• GOAL: Resume the mailing-list exchange on message carbons, continuing directly after its final sentence.

──────── PAGE EXCERPT

On Jan 5, 2012, at 08:41, Mike Wacker wrote:

> On 1/5/2012 7:31 AM, Matthew Miller wrote:
>> On Jan 5, 2012, at 08:24, Mike Wacker wrote:
>> 
>> 
>>> Let me suggest a bolder idea. Why do we need to wrap the carbons using 
>>> Message Forwarding at all instead of just delivering the message stanzas as 
>>> is? You will only receive these additional message carbons if your client 
>>> supports carbons and enables carbons. Thus, if a client has carbons 
>>> enabled, if it receives a message not sent to its bare JID or full JID 
>>> (either a message from one of its other resources to a buddy or from a 
>>> buddy to one of its other resources), it can reasonably infer that the 
>>> message is a carbon.
>>> 
>>> The standard use cases for message carbons is to ensure that a given device 
>>> will receive both sides of all conversations, and that use case is covered 
>>> regardless of whether we wrap carbons or not. I can't think of any use case 
>>> for the special wrapping logic, though.
>>> 
>>> This would greatly simplify the XEP (as well as eliminate a dependency on 
>>> an experimental XEP more complex than message carbons itself), as servers 
>>> would only have to route the messages and not modify them, and clients 
>>> won't need special parsing logic for carbons.

────────────────
──────── DATA SECTION

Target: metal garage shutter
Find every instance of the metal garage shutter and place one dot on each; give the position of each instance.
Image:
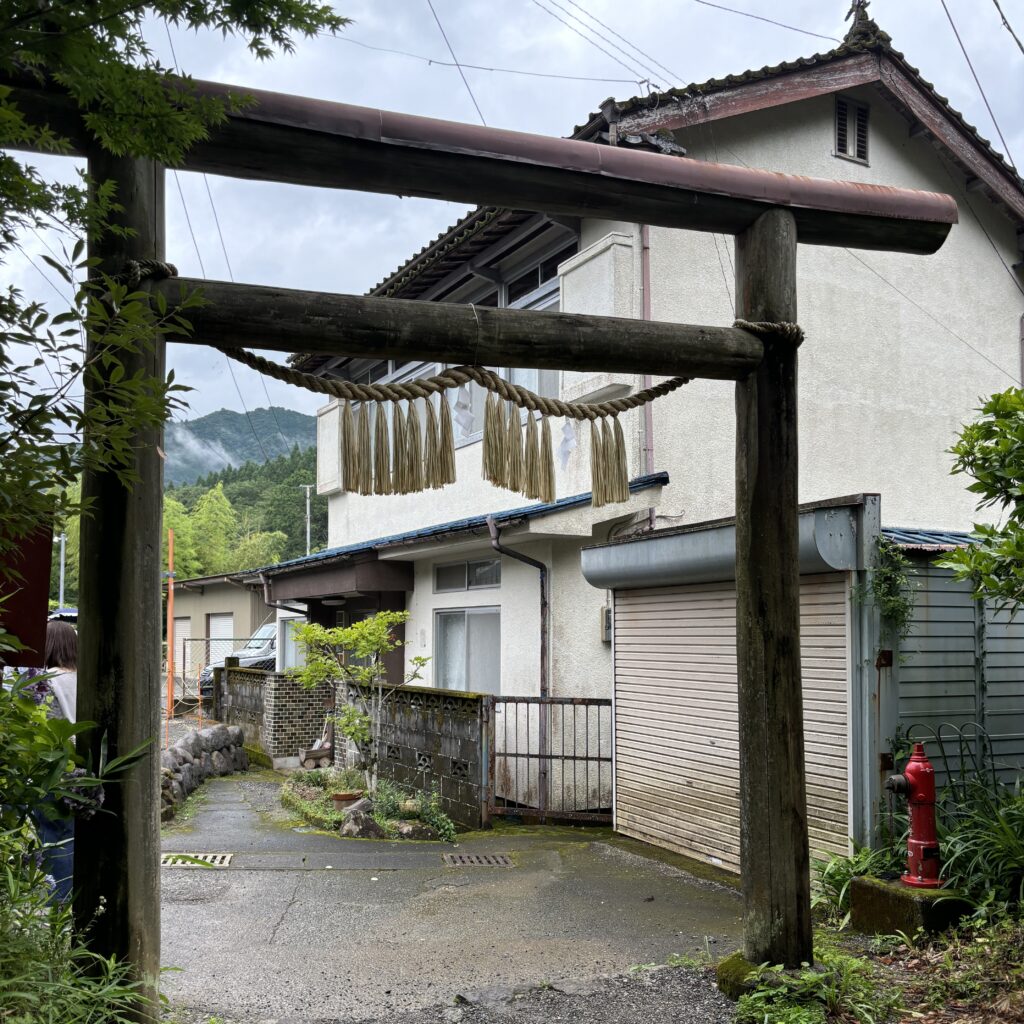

────────────────

• RESULT:
>>> 
>> The original version of XEP-0280 did just that.  However, while it appears 
>> to simplify the XEP, it complicated implementations.  It required routing 
>> a<message/>  to a client that did not match the 'to', which raised a number 
>> of concerns among client and server implementers.
>> 
>> And I disagree that XEP-0297 is more complex than carbons.
>> 
>> 
>> - m&m
>> <http://goo.gl/LK55L>
>> 
> Could you elaborate on those concerns? A client would only receive a message 
> that did not match the 'to' if it had message carbons enabled. Thus, it would 
> be reasonable that these clients would have special logic to handle such 
> messages if it supported carbons and if it had them enabled. Clients not 
> supporting message carbons do not need to make any changes.

The problem is not just with the clients; it's also with servers.  The server 
must route that message, and not every server implementation is readily 
prepared to deal with that radical of a departure for standard XMPP routing 
rules.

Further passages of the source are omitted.